Stated exercise >> Reproduce the items starting with the line that contains "the chimney pot" and going on through the line that contains "196;311;218;418", substituting "mapping script" for each occurrence of "downstream pipeline" and leaving everything else unchanged.

(Box-labeled dataset extracts)
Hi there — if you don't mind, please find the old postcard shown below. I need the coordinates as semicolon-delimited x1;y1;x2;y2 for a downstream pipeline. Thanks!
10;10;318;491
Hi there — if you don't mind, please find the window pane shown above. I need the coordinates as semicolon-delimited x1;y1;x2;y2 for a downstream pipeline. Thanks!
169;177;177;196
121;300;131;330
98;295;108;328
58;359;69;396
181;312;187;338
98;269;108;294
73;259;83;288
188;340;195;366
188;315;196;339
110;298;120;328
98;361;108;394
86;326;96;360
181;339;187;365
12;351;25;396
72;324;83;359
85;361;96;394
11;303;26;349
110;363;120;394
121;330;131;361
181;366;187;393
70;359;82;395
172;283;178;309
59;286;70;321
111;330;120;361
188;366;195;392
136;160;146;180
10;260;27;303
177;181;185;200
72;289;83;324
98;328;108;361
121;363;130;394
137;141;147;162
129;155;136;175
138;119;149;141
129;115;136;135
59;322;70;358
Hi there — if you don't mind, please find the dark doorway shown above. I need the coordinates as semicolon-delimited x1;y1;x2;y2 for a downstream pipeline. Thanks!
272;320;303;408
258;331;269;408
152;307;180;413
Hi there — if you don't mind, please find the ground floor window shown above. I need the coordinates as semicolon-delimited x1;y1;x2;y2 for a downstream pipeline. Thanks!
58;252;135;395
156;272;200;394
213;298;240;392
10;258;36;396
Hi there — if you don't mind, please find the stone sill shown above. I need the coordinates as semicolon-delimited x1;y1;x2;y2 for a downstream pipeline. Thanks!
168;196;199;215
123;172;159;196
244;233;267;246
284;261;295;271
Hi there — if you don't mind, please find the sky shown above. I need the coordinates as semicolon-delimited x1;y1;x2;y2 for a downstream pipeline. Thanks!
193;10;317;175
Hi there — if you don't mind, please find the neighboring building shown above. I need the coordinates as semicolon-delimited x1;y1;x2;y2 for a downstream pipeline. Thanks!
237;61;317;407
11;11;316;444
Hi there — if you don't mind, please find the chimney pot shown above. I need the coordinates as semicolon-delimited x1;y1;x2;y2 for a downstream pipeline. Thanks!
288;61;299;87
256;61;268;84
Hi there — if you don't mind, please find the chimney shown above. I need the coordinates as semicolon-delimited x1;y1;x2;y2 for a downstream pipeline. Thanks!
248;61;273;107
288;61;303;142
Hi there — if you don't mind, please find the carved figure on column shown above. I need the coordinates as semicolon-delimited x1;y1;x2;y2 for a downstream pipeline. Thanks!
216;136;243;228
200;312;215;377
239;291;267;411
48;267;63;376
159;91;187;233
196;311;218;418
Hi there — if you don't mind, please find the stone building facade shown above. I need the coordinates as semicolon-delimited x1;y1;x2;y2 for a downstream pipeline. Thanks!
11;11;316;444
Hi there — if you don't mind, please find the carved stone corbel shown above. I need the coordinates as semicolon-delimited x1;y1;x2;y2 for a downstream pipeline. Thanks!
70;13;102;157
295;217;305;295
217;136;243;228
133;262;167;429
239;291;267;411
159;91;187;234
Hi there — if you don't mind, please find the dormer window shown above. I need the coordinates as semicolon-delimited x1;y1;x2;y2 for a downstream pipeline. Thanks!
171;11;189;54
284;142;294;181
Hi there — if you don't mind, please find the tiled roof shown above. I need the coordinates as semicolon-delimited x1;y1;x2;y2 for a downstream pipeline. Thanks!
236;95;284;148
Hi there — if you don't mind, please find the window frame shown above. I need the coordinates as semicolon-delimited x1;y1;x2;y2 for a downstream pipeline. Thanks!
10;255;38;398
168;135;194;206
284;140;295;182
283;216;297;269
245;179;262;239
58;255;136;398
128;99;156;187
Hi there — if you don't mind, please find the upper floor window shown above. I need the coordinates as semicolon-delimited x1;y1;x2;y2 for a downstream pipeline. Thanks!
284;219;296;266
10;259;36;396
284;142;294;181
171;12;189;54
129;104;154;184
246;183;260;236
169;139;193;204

Final result >>
Hi there — if you don't mind, please find the chimney pot shown above. I need the coordinates as semicolon-delimited x1;y1;x2;y2 for a mapping script. Thanks!
288;61;299;87
256;61;268;84
Hi there — if you don't mind, please find the chimney shown above. I need the coordinates as semicolon-delimited x1;y1;x2;y2 for a mapping script. Thanks!
248;61;273;107
288;61;303;142
Hi there — if you don't mind, please find the carved figure on column shown above. I need the coordinates as semicolon-delimited x1;y1;x2;y2 for a mapping script. Thanks!
216;136;243;228
200;312;215;377
239;291;267;411
48;267;63;376
159;91;187;233
196;311;218;418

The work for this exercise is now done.